▶ _Excerpted passage_
Re: Reduce build times of pg_trgm GIN indexes

From: David Geier <geidav(dot)pg(at)gmail(dot)com>
To: Heikki Linnakangas <hlinnaka(at)iki(dot)fi>, pgsql-hackers <pgsql-hackers(at)postgresql(dot)org>
Subject: Re: Reduce build times of pg_trgm GIN indexes
Date: 2026-01-21 15:45:06
Message-ID: 66620ec7-0f81-4813-9cf1-b901a56efcc3@gmail.com
Views: Whole Thread | Raw Message | Download mbox | Resend email
Thread:
Lists: pgsql-hackers

>> Oh, that's evil. I had tested that specifically. But it only worked
>> because the code in master uses str_tolower() with
>> DEFAULT_COLLATION_OID. So using a different locale like in the following
>> example does something different than when creating a database with the
>> same locale.
>>
>> postgres=# select lower('III' COLLATE "tr_TR");
>>   lower
>> -------
>>   ııı
>>
>> postgres=# select show_trgm('III' COLLATE "tr_TR");
>>          show_trgm
>> -------------------------
>>   {"  i"," ii","ii ",iii}
>> (1 row)
>>
>> But when using tr_TR as default locale of the database the following
>> happens:
>>
>> postgres=# select lower('III' COLLATE "tr_TR");
>>   lower
>> -------
>>   ııı
>>
>> postgres=# select show_trgm('III');sü
>>                 show_trgm
>> ---------------------------------------
>>   {0xbbd8dd,0xf26fab,0xf31e1a,0x2af4f1}
>>
>> I'm wondering if that's intentional to begin with. Shouldn't the code
>> instead pass PG_GET_COLLATION() to str_tolower()? Might require some
>> research to see how other index types handle locales.
>>
>> Coming back to the original problem: the lengthy comment at the top of
>> pg_locale_libc.c, suggests that in some cases ASCII characters are
>> handled the pg_ascii_tolower() way for the default locale. See for
>> example tolower_libc_mb(). So a character by character conversion using
>> that function will yield a different result than strlower_libc_mb(). I'm
>> wondering why that is.
>
> Hmm, yeah, that feels funny. The trigram code predates per-column
> collation support, so I guess we never really thought through how it
> should interact with COLLATE clauses.

I've written a patch to fix that. See [1].

>> Anyways, we could limit the optimization to only kick in when the used
>> locale follows the same rules as pg_ascii_tolower(). We could test that
>> when creating the locale and store that info in pg_locale_struct.

▶ _Problem statement_
In the message above, what is the trigram code said to predate? The material that comes next stands apart from the message above.

▶ _Data section_
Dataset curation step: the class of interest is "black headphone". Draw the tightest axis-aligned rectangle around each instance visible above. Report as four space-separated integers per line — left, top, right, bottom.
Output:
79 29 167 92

▶ _Correct result_
Per-column collation support.